TASK INSTRUCTIONS
Could you give the lines from the one that contains "the sky shown" through the one that contains "105,252,113,290", inclusive, again with "Output" renamed to "Result" and nothing else changed?

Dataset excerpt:
"""
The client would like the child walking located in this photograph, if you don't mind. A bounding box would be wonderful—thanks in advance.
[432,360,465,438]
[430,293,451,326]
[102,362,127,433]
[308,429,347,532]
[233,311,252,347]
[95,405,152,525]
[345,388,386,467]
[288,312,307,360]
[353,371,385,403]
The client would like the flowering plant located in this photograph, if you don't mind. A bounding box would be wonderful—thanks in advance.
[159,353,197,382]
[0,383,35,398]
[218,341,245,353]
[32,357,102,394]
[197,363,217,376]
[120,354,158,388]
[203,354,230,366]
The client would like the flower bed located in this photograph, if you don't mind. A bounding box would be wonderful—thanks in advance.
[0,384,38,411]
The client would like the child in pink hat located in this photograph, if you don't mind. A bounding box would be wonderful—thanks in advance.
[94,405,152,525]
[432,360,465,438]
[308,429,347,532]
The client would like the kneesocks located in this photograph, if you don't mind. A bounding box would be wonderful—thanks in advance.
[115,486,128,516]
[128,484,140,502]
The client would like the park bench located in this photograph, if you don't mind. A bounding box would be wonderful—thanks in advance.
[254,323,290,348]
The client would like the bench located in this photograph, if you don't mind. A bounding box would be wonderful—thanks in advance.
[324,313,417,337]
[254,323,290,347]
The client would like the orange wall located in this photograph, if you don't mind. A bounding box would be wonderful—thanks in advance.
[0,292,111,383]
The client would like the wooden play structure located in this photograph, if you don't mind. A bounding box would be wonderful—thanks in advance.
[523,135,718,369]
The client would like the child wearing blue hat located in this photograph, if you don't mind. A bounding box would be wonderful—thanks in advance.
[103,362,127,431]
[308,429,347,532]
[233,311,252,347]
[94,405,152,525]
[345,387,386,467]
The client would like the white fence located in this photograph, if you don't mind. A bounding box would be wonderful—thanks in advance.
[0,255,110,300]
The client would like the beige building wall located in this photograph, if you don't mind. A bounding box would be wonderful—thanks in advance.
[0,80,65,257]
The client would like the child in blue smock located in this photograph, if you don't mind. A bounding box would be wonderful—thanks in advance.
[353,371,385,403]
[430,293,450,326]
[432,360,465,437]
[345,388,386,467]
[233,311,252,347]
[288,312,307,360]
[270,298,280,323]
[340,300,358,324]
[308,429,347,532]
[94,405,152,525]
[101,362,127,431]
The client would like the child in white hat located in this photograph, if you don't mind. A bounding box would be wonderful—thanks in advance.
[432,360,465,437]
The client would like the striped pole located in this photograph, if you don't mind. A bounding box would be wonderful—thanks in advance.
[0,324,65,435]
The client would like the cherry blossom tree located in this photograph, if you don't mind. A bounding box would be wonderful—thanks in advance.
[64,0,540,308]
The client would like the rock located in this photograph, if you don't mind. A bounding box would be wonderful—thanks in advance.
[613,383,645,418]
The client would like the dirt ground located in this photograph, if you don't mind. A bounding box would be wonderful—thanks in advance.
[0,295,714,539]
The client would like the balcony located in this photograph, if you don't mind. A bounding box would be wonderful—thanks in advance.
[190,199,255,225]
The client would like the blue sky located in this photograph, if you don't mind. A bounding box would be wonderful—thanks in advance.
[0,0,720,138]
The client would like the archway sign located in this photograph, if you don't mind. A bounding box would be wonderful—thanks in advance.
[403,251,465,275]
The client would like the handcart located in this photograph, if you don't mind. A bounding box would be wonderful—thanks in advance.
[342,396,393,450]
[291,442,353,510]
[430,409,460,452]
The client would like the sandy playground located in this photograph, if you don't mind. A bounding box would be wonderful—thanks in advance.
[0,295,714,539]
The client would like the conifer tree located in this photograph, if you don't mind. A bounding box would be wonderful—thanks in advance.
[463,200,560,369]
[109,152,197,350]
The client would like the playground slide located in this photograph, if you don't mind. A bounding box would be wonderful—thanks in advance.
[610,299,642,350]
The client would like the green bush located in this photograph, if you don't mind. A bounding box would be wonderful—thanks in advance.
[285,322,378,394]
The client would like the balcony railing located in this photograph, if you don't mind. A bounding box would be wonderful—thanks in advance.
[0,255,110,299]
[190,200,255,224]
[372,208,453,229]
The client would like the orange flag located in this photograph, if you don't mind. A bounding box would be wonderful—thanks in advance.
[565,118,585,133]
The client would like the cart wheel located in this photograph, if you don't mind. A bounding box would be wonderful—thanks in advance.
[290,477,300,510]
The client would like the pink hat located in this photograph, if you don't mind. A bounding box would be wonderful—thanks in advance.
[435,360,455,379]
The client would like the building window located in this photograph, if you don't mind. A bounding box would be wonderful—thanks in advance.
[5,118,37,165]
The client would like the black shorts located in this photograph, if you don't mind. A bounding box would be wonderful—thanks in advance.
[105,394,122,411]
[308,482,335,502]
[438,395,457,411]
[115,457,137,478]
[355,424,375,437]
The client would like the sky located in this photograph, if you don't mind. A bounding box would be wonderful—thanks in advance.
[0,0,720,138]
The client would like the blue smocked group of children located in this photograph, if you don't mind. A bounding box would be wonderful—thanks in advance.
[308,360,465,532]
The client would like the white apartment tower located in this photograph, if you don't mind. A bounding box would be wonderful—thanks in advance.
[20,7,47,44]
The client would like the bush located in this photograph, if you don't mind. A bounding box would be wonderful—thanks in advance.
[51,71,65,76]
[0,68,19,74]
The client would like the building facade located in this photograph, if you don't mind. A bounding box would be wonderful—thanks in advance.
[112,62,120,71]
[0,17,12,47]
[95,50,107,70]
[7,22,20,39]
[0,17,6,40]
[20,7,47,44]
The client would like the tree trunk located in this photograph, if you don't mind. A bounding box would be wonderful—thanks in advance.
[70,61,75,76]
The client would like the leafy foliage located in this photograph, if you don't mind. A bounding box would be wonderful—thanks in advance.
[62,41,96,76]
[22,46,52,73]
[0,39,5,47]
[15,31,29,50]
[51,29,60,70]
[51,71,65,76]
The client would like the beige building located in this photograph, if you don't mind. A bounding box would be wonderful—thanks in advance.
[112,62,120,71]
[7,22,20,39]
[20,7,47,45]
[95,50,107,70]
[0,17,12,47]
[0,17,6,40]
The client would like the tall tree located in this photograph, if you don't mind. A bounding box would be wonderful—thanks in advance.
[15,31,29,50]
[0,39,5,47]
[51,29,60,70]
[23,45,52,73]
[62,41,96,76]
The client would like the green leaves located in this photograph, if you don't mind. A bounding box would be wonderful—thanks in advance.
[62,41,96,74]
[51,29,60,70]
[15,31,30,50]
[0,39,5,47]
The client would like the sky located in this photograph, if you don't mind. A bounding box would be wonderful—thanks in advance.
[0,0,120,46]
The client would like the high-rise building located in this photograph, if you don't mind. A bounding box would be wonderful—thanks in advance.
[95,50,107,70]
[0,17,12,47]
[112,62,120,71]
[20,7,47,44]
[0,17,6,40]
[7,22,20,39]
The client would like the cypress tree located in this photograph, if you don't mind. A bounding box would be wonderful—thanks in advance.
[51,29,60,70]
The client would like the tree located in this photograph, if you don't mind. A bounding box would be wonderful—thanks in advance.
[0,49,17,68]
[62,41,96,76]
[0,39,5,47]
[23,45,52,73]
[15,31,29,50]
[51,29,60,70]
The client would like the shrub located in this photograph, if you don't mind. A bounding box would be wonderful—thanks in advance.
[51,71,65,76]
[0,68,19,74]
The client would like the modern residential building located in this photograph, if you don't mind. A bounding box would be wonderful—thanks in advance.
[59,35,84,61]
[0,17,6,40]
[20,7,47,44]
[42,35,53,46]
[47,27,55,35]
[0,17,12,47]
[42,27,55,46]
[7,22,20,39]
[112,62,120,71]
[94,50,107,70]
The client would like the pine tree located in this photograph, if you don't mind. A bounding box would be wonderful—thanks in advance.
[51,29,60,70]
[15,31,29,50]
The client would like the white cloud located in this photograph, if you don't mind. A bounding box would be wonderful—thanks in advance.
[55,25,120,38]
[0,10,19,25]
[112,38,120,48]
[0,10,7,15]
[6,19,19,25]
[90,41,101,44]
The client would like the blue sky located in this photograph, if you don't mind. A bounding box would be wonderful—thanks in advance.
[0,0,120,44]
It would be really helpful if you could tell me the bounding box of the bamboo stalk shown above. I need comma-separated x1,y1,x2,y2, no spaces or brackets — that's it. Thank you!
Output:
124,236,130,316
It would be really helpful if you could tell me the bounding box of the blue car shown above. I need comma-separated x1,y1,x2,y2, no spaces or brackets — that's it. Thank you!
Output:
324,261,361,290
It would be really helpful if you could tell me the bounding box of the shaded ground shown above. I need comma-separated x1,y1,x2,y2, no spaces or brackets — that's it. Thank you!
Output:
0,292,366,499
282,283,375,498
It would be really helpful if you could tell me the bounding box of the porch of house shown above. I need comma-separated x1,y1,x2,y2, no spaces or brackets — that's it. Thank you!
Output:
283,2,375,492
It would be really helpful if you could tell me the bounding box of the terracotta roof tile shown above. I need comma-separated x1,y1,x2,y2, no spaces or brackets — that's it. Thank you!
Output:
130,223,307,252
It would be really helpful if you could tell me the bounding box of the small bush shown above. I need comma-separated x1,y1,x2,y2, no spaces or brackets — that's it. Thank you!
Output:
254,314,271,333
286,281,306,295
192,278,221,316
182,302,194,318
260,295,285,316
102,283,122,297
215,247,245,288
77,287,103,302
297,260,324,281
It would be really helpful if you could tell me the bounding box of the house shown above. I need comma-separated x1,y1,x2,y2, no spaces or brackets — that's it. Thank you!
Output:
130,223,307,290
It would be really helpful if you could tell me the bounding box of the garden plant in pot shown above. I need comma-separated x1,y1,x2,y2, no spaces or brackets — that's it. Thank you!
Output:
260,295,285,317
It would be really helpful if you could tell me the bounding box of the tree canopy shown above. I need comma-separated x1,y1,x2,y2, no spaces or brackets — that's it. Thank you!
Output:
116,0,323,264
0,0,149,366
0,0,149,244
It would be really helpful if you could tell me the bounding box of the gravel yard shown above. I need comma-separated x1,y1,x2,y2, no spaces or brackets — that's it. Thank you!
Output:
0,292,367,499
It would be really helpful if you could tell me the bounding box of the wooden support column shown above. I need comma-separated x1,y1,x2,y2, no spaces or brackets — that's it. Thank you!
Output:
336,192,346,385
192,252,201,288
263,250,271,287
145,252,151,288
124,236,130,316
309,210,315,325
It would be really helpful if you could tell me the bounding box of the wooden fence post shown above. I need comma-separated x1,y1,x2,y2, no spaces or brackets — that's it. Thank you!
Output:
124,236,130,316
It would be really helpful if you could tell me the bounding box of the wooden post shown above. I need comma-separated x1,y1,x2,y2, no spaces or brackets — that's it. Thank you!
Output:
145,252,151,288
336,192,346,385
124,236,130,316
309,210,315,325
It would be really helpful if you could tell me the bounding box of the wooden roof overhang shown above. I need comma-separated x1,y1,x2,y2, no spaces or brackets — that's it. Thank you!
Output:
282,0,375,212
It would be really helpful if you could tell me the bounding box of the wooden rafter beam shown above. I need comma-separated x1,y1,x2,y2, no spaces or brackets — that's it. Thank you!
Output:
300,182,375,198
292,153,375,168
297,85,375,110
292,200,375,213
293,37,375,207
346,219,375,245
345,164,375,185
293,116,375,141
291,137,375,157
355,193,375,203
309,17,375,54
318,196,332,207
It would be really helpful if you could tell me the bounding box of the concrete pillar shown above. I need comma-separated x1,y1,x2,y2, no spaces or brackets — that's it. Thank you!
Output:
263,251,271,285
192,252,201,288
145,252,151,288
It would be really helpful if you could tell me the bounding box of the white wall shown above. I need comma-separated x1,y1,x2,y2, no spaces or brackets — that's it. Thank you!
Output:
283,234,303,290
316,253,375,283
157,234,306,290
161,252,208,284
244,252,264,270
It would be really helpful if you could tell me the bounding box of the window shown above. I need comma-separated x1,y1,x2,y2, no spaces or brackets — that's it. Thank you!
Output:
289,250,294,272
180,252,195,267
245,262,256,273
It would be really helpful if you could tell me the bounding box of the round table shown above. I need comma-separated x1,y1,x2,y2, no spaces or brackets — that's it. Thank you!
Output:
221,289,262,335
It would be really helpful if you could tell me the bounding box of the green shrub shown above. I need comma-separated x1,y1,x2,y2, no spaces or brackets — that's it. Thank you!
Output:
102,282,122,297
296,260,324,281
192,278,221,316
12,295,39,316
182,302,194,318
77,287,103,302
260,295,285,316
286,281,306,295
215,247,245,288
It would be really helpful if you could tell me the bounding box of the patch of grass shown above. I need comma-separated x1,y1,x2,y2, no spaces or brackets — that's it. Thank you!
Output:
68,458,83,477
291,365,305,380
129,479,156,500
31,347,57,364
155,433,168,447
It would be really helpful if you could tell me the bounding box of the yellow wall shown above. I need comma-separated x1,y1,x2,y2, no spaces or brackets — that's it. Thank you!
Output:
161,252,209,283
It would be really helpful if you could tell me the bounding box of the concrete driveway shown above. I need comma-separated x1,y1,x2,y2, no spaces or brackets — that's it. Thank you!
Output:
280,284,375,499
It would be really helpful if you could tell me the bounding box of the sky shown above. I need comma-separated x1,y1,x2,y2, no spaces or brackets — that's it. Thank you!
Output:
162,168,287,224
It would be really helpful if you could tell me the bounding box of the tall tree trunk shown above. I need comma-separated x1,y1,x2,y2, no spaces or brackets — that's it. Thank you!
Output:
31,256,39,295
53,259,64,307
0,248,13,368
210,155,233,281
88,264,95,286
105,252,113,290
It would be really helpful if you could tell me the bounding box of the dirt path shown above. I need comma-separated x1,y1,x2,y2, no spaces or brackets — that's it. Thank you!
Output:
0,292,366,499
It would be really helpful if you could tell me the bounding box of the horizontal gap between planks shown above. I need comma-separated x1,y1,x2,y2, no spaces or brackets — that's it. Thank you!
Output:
"""
ANSWER TO THE TASK
It would be really helpful if you could tell me the bounding box of the sky shown above. I need comma-separated x1,y1,x2,y2, no spaces or brackets — that's it. Thank you!
Result:
162,168,287,224
It would be really helpful if you could tell me the bounding box of the tall tree trunk shown above. I need comma-separated x1,y1,x2,y2, no spaces or brackets — that's it. Thank you!
Result:
31,256,39,295
53,259,64,307
0,248,13,368
210,155,233,281
88,264,95,286
105,252,113,290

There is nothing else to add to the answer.